### Quoted passage
| From: |
| Alexander Potapenko <glider-AT-google.com> |
| To: |
| glider-AT-google.com |
| Subject: |
| [PATCH v4 00/10] Coverage deduplication for KCOV |
| Date: |
| Thu, 31 Jul 2025 13:51:29 +0200 |
| Message-ID: |
| <20250731115139.3035888-1-glider@google.com> |
| Cc: |
| quic_jiangenj-AT-quicinc.com, linux-kernel-AT-vger.kernel.org, kasan-dev-AT-googlegroups.com, Aleksandr Nogikh <nogikh-AT-google.com>, Andrey Konovalov <andreyknvl-AT-gmail.com>, Borislav Petkov <bp-AT-alien8.de>, Dave Hansen <dave.hansen-AT-linux.intel.com>, Dmitry Vyukov <dvyukov-AT-google.com>, Ingo Molnar <mingo-AT-redhat.com>, Josh Poimboeuf <jpoimboe-AT-kernel.org>, Marco Elver <elver-AT-google.com>, Peter Zijlstra <peterz-AT-infradead.org>, Thomas Gleixner <tglx-AT-linutronix.de> |
| Archive-link: |
| Article |
As mentioned by Joey Jiao in [1], the current kcov implementation may
suffer from certain syscalls overflowing the userspace coverage buffer.
According to our measurements, among 24 syzkaller instances running
upstream Linux, 5 had a coverage overflow in at least 50% of executed
programs. The median percentage of programs with overflows across those 24
instances was 8.8%.
One way to mitigate this problem is to increase the size of the kcov buffer
in the userspace application using kcov. But right now syzkaller already
uses 4Mb per each of up to 32 threads to store the coverage, and increasing
it further would result in reduction in the number of executors on a single
machine. Replaying the same program with an increased buffer size in the
case of overflow would also lead to fewer executions being possible.
When executing a single system call, excessive coverage usually stems from
loops, which write the same PCs into the output buffer repeatedly. Although
collecting precise traces may give us some insights into e.g. the number of
loop iterations and the branches being taken, the fuzzing engine does not
take advantage of these signals, and recording only unique PCs should be
just as practical.
In [1] Joey Jiao suggested using a hash table to deduplicate the coverage
signal on the kernel side. While being universally applicable to all types
of data collected by kcov, this approach adds another layer of complexity,
requiring dynamically growing the map. Another problem is potential hash
collisions, which can as well lead to lost coverage. Hash maps are also
unavoidably sparse, which potentially requires more memory.
The approach proposed in this patch series is to assign a unique (and
almost) sequential ID to each of the coverage callbacks in the kernel. Then
we carve out a fixed-sized bitmap from the userspace trace buffer, and on
every callback invocation we:
- obtain the callback_ID;
- if bitmap[callback_ID] is set, append the PC to the trace buffer;
- set bitmap[callback_ID] to true.

Records of labeled points:

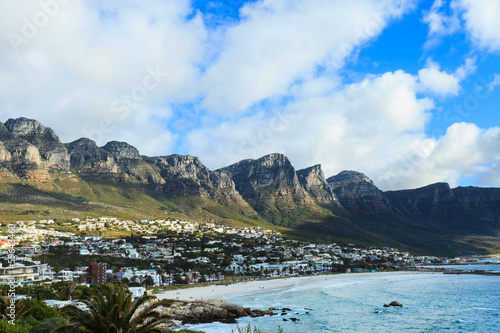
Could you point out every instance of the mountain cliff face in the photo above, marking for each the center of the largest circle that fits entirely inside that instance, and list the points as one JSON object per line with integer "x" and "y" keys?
{"x": 356, "y": 192}
{"x": 349, "y": 206}
{"x": 467, "y": 209}
{"x": 313, "y": 180}
{"x": 186, "y": 175}
{"x": 270, "y": 181}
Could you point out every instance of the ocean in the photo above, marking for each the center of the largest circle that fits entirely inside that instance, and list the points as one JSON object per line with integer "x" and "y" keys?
{"x": 432, "y": 302}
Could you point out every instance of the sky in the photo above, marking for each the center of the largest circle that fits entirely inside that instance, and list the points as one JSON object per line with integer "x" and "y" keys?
{"x": 405, "y": 91}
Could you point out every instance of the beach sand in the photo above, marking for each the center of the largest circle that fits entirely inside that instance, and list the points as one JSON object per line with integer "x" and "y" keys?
{"x": 220, "y": 291}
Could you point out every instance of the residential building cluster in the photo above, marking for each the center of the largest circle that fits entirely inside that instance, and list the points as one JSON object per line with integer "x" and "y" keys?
{"x": 184, "y": 252}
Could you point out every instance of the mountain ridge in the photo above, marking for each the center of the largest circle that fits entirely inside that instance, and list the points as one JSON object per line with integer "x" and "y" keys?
{"x": 347, "y": 206}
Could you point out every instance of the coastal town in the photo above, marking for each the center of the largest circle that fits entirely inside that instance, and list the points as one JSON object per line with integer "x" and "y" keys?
{"x": 172, "y": 252}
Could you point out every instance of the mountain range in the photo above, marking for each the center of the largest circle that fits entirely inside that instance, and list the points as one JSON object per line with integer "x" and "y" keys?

### What to work on
a) Reproduce the records from the line containing "Could you point out every instance of the mountain ridge" through the final line of the records, with both of those lines included.
b) Proceed with the cover letter on KCOV coverage deduplication, picking up after its last line.

### Outputs in order
a)
Could you point out every instance of the mountain ridge in the photo above, marking for each the center of the largest circle that fits entirely inside that instance, and list the points as one JSON object per line with integer "x" and "y" keys?
{"x": 347, "y": 206}
Could you point out every instance of the coastal town in the photo above, marking for each the center of the largest circle that fits entirely inside that instance, and list the points as one JSON object per line with integer "x" and "y" keys?
{"x": 172, "y": 252}
Could you point out every instance of the mountain range in the photo above, marking for each the center of the largest circle that fits entirely inside that instance, and list the points as one JSON object per line with integer "x" and "y" keys?

b)
LLVM's -fsanitize-coverage=trace-pc-guard replaces every coverage callback
in the kernel with a call to
__sanitizer_cov_trace_pc_guard(&guard_variable) , where guard_variable is a
4-byte global that is unique for the callsite.
This allows us to lazily allocate sequential numbers just for the callbacks
that have actually been executed, using a lock-free algorithm.
This patch series implements a new config, CONFIG_KCOV_ENABLE_GUARDS, which
utilizes the mentioned LLVM flag for coverage instrumentation. In addition
to the existing coverage collection modes, it introduces
ioctl(KCOV_UNIQUE_ENABLE), which splits the existing kcov buffer into the
bitmap and the trace part for a particular fuzzing session, and collects
only unique coverage in the trace buffer.
To reset the coverage between runs, it is now necessary to set trace[0] to
0 AND clear the entire bitmap. This is still considered feasible, based on
the experimental results below.
Alternatively, users can call ioctl(KCOV_RESET_TRACE) to reset the coverage.
This makes it possible to make the coverage buffer read-only, so that it
is harder to corrupt.
The current design does not address the deduplication of KCOV_TRACE_CMP
comparisons; however, the number of kcov overflows during the hints
collection process is insignificant compared to the overflows of
KCOV_TRACE_PC.
In addition to the mentioned changes, this patch series implements
a selftest in tools/testing/selftests/kcov/kcov_test. This will help
check the variety of different coverage collection modes.
Experimental results.
We've conducted an experiment running syz-testbed [3] on 10 syzkaller
instances for 24 hours. Out of those 10 instances, 5 were enabling the
kcov_deduplicate flag from [4], which makes use of the KCOV_UNIQUE_ENABLE
ioctl, reserving 4096 words (262144 bits) for the bitmap and leaving 520192
words for the trace collection.
Below are the average stats from the runs.
kcov_deduplicate=false:
corpus: 52176
coverage: 302658
cover overflows: 225288
comps overflows: 491
exec total: 1417829
max signal: 318894
kcov_deduplicate=true:
corpus: 52581
coverage: 304344
cover overflows: 986
comps overflows: 626
exec total: 1484841
max signal: 322455
[1] https://lore.kernel.org/linux-arm-kernel/20250114-kcov-v1...
[2] https://clang.llvm.org/docs/SanitizerCoverage.html
[3] https://github.com/google/syzkaller/tree/master/tools/syz...
[4] https://github.com/ramosian-glider/syzkaller/tree/kcov_de...
v4:
- fix a compilation error detected by the kernel test robot <lkp@intel.com>
- add CONFIG_KCOV_UNIQUE=y as a prerequisite for kcov_test
- Reviewed-by: tags
v3:
- drop "kcov: apply clang-format to kcov code"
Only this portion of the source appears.